§ Required work: Can you reproduce the data beginning at the line that contains "of the flower" and stopping after the line that contains "[[160, 550]]", substituting "JSON list" for every "JSON array" and leaving everything else unchanged?

[Dataset items]

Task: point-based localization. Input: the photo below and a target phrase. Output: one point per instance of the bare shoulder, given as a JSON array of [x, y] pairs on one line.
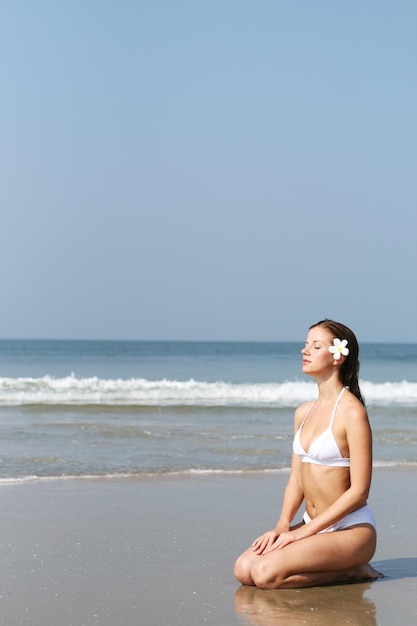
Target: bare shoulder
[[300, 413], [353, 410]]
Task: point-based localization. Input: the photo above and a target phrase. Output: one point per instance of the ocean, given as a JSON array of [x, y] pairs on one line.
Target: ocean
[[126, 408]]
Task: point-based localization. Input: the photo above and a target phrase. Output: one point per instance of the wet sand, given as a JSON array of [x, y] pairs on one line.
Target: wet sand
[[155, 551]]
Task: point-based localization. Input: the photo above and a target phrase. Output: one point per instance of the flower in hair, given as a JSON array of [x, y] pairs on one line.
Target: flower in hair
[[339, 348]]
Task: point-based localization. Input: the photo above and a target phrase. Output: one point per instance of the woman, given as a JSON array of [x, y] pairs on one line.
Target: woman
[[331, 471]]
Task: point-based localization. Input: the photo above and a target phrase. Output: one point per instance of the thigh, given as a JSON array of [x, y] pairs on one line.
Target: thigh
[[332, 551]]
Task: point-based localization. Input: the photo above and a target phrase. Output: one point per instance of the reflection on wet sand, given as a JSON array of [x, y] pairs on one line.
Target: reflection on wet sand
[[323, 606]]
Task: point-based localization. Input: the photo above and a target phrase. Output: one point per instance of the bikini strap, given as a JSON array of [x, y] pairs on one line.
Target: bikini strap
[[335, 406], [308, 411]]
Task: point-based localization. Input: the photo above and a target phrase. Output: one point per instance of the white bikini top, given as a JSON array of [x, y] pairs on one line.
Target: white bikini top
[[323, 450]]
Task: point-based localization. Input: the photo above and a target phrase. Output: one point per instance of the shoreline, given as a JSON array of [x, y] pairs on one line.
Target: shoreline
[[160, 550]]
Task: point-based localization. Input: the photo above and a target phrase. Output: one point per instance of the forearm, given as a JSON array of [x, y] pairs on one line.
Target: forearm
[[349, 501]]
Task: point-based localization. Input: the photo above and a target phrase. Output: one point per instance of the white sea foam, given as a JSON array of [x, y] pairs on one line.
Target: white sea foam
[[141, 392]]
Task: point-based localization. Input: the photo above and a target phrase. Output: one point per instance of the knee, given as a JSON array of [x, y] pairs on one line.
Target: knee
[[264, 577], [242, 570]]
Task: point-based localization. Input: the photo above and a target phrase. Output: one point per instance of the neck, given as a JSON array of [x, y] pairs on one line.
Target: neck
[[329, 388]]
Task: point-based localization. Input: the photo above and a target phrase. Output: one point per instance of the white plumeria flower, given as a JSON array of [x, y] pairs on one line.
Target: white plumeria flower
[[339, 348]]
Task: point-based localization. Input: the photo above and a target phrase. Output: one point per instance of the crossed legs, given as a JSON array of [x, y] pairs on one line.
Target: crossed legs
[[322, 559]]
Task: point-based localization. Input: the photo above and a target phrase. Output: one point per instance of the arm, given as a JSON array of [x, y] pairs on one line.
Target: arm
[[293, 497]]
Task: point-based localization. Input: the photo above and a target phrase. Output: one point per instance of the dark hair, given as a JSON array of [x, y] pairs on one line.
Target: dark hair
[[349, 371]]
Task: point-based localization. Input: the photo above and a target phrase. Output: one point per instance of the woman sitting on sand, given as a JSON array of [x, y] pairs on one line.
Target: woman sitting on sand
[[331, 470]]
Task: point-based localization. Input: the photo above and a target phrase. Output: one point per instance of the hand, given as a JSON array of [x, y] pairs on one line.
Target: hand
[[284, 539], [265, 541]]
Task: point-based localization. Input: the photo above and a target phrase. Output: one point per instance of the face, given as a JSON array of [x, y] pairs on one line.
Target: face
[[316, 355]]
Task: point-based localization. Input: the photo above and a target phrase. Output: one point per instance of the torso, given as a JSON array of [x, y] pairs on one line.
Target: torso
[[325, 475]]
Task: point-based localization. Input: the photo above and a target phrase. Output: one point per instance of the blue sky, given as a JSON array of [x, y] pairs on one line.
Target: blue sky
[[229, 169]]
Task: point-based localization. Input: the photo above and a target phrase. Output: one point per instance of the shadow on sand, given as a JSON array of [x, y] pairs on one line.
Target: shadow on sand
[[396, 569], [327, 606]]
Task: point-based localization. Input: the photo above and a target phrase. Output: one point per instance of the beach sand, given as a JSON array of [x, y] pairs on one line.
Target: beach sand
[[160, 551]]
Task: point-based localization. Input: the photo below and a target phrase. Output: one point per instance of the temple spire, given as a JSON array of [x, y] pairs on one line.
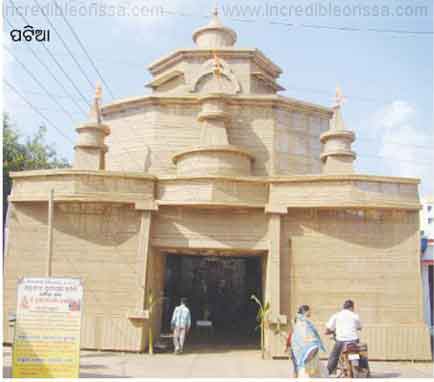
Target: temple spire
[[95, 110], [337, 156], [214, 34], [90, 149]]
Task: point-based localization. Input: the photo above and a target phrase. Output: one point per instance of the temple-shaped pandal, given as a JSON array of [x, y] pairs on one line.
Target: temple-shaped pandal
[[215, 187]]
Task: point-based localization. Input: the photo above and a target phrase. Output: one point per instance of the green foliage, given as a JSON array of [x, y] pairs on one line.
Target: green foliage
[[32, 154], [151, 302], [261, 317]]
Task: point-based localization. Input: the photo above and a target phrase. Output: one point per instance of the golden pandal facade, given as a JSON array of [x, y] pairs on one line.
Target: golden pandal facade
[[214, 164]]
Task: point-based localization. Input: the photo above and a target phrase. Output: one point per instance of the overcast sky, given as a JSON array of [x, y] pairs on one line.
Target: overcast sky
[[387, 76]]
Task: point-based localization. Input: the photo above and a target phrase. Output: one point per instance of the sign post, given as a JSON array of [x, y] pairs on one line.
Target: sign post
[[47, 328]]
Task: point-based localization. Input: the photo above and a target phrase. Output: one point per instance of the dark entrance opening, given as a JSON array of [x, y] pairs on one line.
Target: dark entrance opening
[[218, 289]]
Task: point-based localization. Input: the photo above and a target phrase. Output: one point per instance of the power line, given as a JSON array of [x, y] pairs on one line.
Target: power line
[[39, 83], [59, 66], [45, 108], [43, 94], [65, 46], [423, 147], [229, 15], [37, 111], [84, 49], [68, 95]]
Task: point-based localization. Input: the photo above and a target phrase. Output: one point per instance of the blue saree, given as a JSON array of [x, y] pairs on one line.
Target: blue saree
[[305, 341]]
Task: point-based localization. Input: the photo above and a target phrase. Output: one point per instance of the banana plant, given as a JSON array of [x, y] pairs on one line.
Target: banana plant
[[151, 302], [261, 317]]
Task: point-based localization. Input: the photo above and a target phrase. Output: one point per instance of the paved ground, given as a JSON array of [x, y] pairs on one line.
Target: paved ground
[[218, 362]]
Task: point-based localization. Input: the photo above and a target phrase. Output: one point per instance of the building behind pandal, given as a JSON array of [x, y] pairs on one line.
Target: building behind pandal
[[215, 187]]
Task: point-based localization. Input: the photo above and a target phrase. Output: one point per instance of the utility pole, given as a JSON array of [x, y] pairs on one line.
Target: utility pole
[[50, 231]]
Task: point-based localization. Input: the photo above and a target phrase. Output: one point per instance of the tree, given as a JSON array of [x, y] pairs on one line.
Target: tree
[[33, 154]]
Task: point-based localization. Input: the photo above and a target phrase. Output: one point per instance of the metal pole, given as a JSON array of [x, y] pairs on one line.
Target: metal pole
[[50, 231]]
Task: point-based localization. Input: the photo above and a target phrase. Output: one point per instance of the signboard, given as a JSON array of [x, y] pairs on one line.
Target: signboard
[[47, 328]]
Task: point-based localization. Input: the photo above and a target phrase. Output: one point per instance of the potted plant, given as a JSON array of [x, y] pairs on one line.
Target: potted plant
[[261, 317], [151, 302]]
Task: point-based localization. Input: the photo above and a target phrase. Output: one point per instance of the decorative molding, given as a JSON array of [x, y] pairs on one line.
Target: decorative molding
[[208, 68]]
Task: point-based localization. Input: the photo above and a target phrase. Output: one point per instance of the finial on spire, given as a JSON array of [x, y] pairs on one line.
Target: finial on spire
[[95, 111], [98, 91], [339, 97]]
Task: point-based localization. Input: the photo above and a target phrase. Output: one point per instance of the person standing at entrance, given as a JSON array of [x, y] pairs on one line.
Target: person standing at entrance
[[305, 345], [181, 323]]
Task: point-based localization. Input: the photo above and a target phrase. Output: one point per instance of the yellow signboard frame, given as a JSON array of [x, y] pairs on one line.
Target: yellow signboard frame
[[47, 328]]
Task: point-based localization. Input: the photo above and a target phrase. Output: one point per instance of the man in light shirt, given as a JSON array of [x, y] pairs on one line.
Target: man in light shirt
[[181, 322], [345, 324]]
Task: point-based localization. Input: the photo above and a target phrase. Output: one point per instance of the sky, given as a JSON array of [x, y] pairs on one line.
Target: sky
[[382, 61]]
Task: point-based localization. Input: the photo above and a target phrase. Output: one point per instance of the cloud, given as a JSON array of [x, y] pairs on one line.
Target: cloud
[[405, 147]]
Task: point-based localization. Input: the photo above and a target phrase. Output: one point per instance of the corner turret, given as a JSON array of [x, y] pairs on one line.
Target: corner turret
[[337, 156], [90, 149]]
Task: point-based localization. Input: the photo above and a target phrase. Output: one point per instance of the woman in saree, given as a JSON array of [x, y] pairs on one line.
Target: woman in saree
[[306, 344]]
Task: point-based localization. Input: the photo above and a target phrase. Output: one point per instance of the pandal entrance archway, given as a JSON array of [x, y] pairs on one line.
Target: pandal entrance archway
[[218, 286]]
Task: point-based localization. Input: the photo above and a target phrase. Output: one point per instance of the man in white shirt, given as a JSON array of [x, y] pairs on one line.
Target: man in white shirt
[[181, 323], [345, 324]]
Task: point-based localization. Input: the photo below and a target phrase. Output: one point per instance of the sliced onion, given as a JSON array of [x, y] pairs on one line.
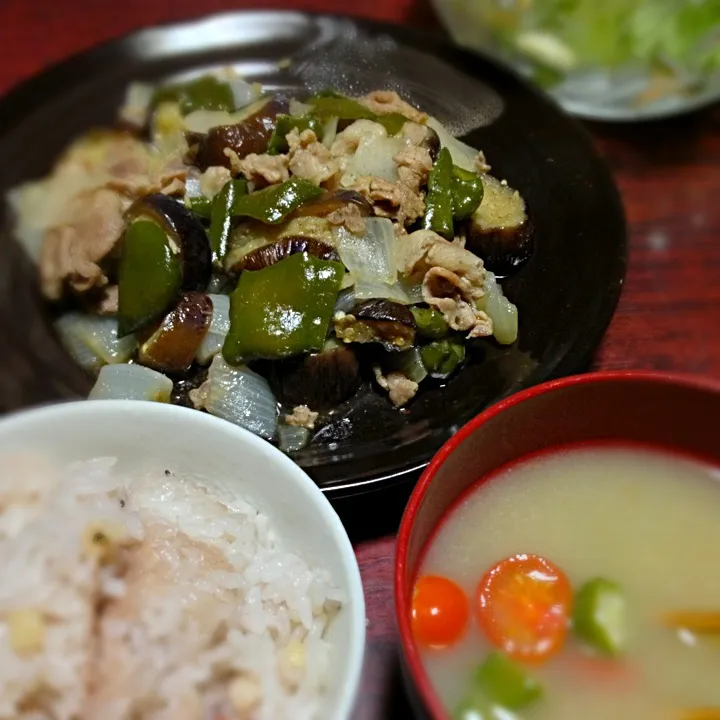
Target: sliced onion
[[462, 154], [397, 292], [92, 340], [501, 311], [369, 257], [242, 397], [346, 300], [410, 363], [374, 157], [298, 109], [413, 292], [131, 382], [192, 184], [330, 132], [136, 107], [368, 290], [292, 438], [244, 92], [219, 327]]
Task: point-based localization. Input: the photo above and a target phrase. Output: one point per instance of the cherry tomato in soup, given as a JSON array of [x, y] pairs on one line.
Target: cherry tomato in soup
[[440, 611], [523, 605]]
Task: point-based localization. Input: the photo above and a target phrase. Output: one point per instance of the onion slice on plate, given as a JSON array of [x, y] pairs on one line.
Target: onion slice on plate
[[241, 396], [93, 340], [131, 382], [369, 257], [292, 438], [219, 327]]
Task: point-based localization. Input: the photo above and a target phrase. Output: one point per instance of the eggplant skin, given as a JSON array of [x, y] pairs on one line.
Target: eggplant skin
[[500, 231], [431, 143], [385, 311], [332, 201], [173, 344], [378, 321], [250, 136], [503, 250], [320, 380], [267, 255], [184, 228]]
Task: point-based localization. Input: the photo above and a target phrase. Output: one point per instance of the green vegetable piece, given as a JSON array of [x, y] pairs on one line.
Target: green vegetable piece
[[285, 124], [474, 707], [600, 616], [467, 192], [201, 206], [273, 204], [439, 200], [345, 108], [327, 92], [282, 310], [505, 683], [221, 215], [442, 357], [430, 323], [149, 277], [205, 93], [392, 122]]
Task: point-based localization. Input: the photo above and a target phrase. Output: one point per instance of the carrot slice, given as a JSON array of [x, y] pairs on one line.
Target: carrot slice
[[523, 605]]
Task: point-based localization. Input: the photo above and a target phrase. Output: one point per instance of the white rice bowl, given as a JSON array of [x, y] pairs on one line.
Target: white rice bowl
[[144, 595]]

§ Final answer:
Task: point-based localization. Input: the photo above and a target phrase. Output: one point per instance of the flower in hair, given as a JSON list of [x, y] pairs on one line.
Target: flower in hair
[[339, 348]]
Task: point-based localization. Input: the photo above and a target phrase. Output: one point per instance of the woman, given as a JSON list of [x, y] pairs on one line.
Target: woman
[[331, 471]]
Task: point-based localization. Input: the photo above and a target phrase. Output: one point per instance of the thigh, given as a JSON list of [x, y] pairs on one line.
Target: thigh
[[332, 551]]
Task: point-based localization. Input: the photo above and a target phrase. Output: one point per instance of the reflection on wet sand, given as a JSON list of [x, y] pairs on one line.
Target: reflection on wet sand
[[323, 606]]
Task: point-based localization. Input: the photo above and a target phrase. Output: one point per instance of the bikini strap, given as a JSON list of [x, y] pairs on one line.
Target: bikini strap
[[335, 406], [308, 411]]
Task: point-based localization. Input: the photo above and a target phrase. Output: one point per instance of the white bikini top, given as a JSON list of [x, y] pairs on one line.
Target: white bikini top
[[323, 450]]
Task: point-based localization. Input: the photo above and a target phrase. Output: one point per instance of the shoreline, given as a JSON list of [x, y] pairs on one line.
Target: shoreline
[[160, 550]]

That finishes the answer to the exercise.